- AUFGABEN:
a – Beantworte zum Interview mit Tex Rubinowitz diese drei Fragen:
(i) Wie heißt sein neues Buch mit Reiseberichten?
(ii) In welchem Ort findet laut Text das nördlichste Filmfestival der Welt statt?
(iii) Warum berührt ihn die Finanzkrise nach eigener Aussage nicht?
b – Ändere im Interview mit Tex Rubinowitz den Abschnitt, beginnend bei „Rubinowitz: Das ist“ und endend bei „Ihrer Reisen begegnet?“, indem du „Kontextverschiebung“ durch „Perspektivverschiebung“ ersetzt.
c – Führe das Interview mit Tex Rubinowitz dort weiter, wo es aufhört.

- DOKUMENTTEXT:
━━━━

Tex Rubinowitz erklärt die Finanzkrise

Mit „Rumgurken“ ist jetzt ein neues Buch mit Reiseberichten von Zeichner und Autor Tex Rubinowitz erschienen. Im wien.ORF.at-Interview erklärte er die Finanzkrise und sprach über sein „Karmakonto“. Zudem verriet er seine Lieblingsorte.

wien.ORF.at: Vom Schlager-Grand-Prix, dem Ingeborg-Bachmann-Wettbewerb in Klagenfurt bis zum nördlichsten Filmfestival der Welt in Sodankylä: Welche der beschrieben Reisen hat Ihnen am meisten Spaß gemacht und warum?

Rubinowitz: Das ist wie mit Kindern, da sagt man auch nicht zu einem: „Dich hab ich am liebsten.“ Alle Trips haben gleichermaßen ihre Reize, entscheidend ist, dass etwas vor Ort passiert, egal was, die jeweiligen Erfüllungen sind variabel, und immer wunderbare Erfahrungen, weil die Orte, an denen diese Dinge passieren, etwas zu schweben scheinen, in einem Parallelzustand, und die daran Beteiligten glücklich machen, mich eingeschlossen, oft bekommen die Bewohner vor Ort davon gar nichts mit, siehe Klagenfurt, und das ist eine umso zauberhaftere Kontextverschiebung.

Tex Rubinowitz in einem finnischen See

Tex Rubinowitz

Tex Rubinowitz in einem finnischen See

wien.ORF.at: Versteht Tex Rubinowitz eigentlich die Finanz-/Wirtschaftskrise bzw. sind Sie ihren Auswirkungen auf einer Ihrer Reisen begegnet?

Rubinowitz: Klar, versteh’ ich die Finanzkrise, eine ungemütliche Verkettung aus Gier, Spekulationen, Versprechungen, aber mich berührt das ja nicht, weil ich immer ohne Geld bzw. mit Mindestbudget wegfahre. Mir ist wichtiger, dass mein Karmakonto einigermaßen im Plus steht.

wien.ORF.at: Gibt es einen Ort, den Sie unbedingt noch besuchen wollen? Was macht die Anziehungskraft aus?

━━━━

- DATENSATZAUSZÜGE:
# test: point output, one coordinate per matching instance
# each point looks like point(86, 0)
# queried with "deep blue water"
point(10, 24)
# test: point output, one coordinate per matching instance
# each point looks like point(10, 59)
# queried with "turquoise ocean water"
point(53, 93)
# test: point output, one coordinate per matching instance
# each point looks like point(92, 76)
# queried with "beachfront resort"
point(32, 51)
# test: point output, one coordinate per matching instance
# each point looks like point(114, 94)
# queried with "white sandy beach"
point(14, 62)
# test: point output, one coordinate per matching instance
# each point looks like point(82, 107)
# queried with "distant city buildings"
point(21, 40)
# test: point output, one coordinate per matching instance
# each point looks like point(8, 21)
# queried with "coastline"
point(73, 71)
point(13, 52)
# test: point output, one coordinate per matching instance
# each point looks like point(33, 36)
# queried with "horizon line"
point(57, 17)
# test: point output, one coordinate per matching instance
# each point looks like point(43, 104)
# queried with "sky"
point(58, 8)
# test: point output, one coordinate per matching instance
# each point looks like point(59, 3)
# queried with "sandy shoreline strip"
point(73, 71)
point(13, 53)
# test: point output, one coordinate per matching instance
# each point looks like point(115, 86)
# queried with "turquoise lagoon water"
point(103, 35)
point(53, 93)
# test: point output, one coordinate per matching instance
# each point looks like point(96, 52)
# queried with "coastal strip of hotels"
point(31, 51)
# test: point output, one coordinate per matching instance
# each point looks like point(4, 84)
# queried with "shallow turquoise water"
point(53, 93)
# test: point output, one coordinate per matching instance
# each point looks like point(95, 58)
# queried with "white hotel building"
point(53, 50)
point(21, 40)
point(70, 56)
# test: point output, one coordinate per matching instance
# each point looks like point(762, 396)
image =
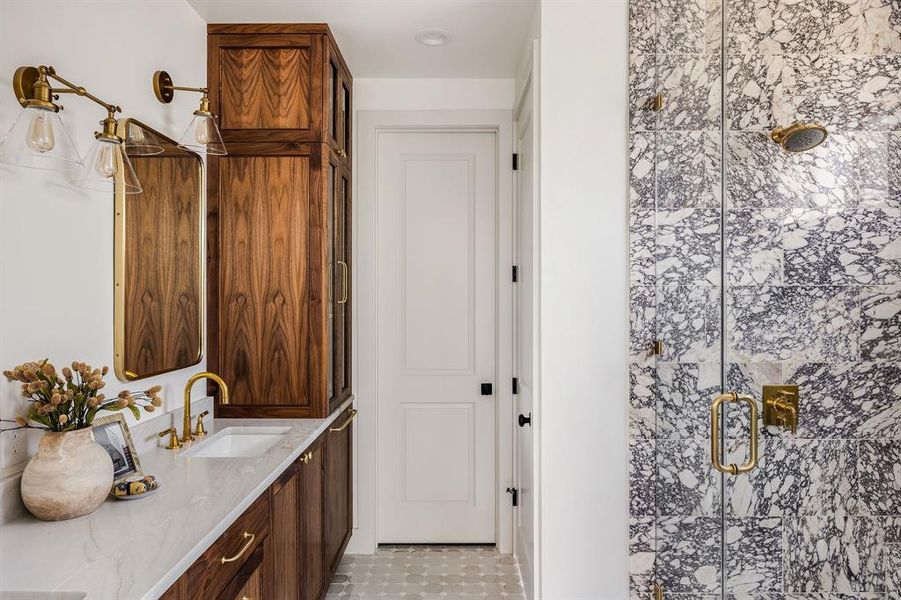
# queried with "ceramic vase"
point(70, 476)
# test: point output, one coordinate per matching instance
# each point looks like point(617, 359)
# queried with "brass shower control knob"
point(780, 406)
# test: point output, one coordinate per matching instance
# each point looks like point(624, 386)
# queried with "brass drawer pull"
point(247, 536)
point(715, 433)
point(344, 270)
point(346, 424)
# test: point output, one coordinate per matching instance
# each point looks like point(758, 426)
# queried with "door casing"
point(365, 344)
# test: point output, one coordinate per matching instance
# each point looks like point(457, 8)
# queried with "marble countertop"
point(136, 550)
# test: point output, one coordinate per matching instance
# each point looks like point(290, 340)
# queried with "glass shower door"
point(752, 266)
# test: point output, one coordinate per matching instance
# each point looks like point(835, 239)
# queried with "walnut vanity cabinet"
point(278, 220)
point(289, 543)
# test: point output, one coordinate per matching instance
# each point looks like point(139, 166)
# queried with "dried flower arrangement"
point(71, 400)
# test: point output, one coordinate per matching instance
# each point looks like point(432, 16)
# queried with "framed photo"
point(112, 433)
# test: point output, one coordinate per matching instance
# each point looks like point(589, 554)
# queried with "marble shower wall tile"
point(754, 254)
point(642, 88)
point(762, 175)
point(803, 26)
point(861, 247)
point(795, 477)
point(642, 316)
point(688, 169)
point(689, 26)
point(847, 92)
point(642, 477)
point(880, 30)
point(691, 86)
point(642, 26)
point(685, 391)
point(688, 322)
point(880, 323)
point(689, 547)
point(642, 555)
point(642, 246)
point(754, 557)
point(879, 465)
point(686, 483)
point(642, 157)
point(834, 554)
point(643, 393)
point(848, 400)
point(779, 323)
point(687, 246)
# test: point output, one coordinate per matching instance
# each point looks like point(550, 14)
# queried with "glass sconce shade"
point(106, 160)
point(38, 140)
point(140, 142)
point(202, 136)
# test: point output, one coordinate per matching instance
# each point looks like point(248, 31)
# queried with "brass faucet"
point(186, 435)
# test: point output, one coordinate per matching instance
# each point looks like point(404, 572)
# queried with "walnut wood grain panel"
point(265, 213)
point(209, 576)
point(314, 569)
point(284, 540)
point(162, 266)
point(265, 88)
point(338, 492)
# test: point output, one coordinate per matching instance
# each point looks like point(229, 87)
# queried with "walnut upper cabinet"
point(278, 220)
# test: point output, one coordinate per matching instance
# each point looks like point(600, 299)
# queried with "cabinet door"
point(313, 574)
point(266, 87)
point(283, 554)
point(338, 488)
point(266, 280)
point(248, 583)
point(343, 314)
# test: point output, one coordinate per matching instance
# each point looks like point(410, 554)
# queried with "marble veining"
point(115, 553)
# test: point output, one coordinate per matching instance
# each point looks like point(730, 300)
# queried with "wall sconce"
point(202, 134)
point(39, 140)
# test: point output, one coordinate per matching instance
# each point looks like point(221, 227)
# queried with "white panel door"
point(437, 210)
point(524, 366)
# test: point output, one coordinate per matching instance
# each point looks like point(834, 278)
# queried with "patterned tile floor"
point(428, 573)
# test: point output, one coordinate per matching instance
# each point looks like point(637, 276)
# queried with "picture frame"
point(113, 436)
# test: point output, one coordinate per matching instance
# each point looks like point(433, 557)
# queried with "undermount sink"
point(239, 442)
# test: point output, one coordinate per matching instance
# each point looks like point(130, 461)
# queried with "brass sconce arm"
point(32, 88)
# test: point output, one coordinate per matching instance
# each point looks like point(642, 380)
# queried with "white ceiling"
point(376, 36)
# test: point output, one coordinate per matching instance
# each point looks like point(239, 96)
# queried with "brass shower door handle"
point(715, 433)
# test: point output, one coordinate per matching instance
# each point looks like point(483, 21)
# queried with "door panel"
point(437, 204)
point(525, 356)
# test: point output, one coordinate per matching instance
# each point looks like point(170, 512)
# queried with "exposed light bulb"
point(202, 133)
point(105, 164)
point(40, 132)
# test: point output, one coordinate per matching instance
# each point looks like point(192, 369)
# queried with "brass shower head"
point(800, 137)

━━━━

- ERWARTETE ANTWORTEN:
a –
(i) „Rumgurken“
(ii) In Sodankylä
(iii) Weil er immer ohne Geld bzw. mit Mindestbudget wegfährt.

b –
Rubinowitz: Das ist wie mit Kindern, da sagt man auch nicht zu einem: „Dich hab ich am liebsten.“ Alle Trips haben gleichermaßen ihre Reize, entscheidend ist, dass etwas vor Ort passiert, egal was, die jeweiligen Erfüllungen sind variabel, und immer wunderbare Erfahrungen, weil die Orte, an denen diese Dinge passieren, etwas zu schweben scheinen, in einem Parallelzustand, und die daran Beteiligten glücklich machen, mich eingeschlossen, oft bekommen die Bewohner vor Ort davon gar nichts mit, siehe Klagenfurt, und das ist eine umso zauberhaftere Perspektivverschiebung.

Tex Rubinowitz in einem finnischen See

Tex Rubinowitz

Tex Rubinowitz in einem finnischen See

wien.ORF.at: Versteht Tex Rubinowitz eigentlich die Finanz-/Wirtschaftskrise bzw. sind Sie ihren Auswirkungen auf einer Ihrer Reisen begegnet?

c –
Rubinowitz: Eigentlich keinen, denn ich hab mir die zwei exotischsten, exzeptionellsten, liebenswertesten Ziele ja schon zusammmengegurkt: Japan und Finnland, wobei man durchaus sagen kann, Finnland ist das Japan Europas, und vice versa, es gibt auch viele Parallelen zwischen beiden Nationen. In beide Länder muss ich mindestens einmal im Jahr fahren und bin nach Jahren immer wieder aufs Neue entzückt und überrascht, über die Schrulligkeiten, die verspielte Kreativität in allen Bereichen.

Zur Person:

Tex Rubinowitz wurde am 5. Dezember 1961 in Hannover geboren. Der Zeichner, Maler, Cartoonist und Reisejournalist kam 1984 wegen eines Kunststudiums nach Wien, brach dieses aber nach kurzer Zeit ab. In der Stadt blieb er.

wien.ORF.at: Oscar Wilde sagte einmal: „Reisen veredelt den Geist und räumt mit allen unseren Vorurteilen auf.“ Teilen Sie diese Einschätzung?

Rubinowitz: Nein, ich glaube das Gegenteil, man bekommt meistens Vorurteile bestätigt, und nicht unoft ist der Geist enttäuscht. Denken Sie nur an jemanden, der wegfährt mit so viel Hoffnung, das alles traumhaft, idyllisch, wunderbar, harmonisch, konfliktfrei wird, das trifft dann in der Regel in den seltensten Fällen ein. Deshalb mein Tipp: Immer ohne Erwartungen wegfahren.

Tex Rubnowitz fotografierte ein "kotzendes Haus in Cleveland"

Tex Rubinowitz

Tex Rubinowitz fotografierte „Ein kotzendes Haus in Cleveland“

wien.ORF.at: Viele Menschen sprechen heute erst von „Reisen“ wenn sie mehrere Wochen unterwegs sind: Wie lange macht man Urlaub und wann reist man?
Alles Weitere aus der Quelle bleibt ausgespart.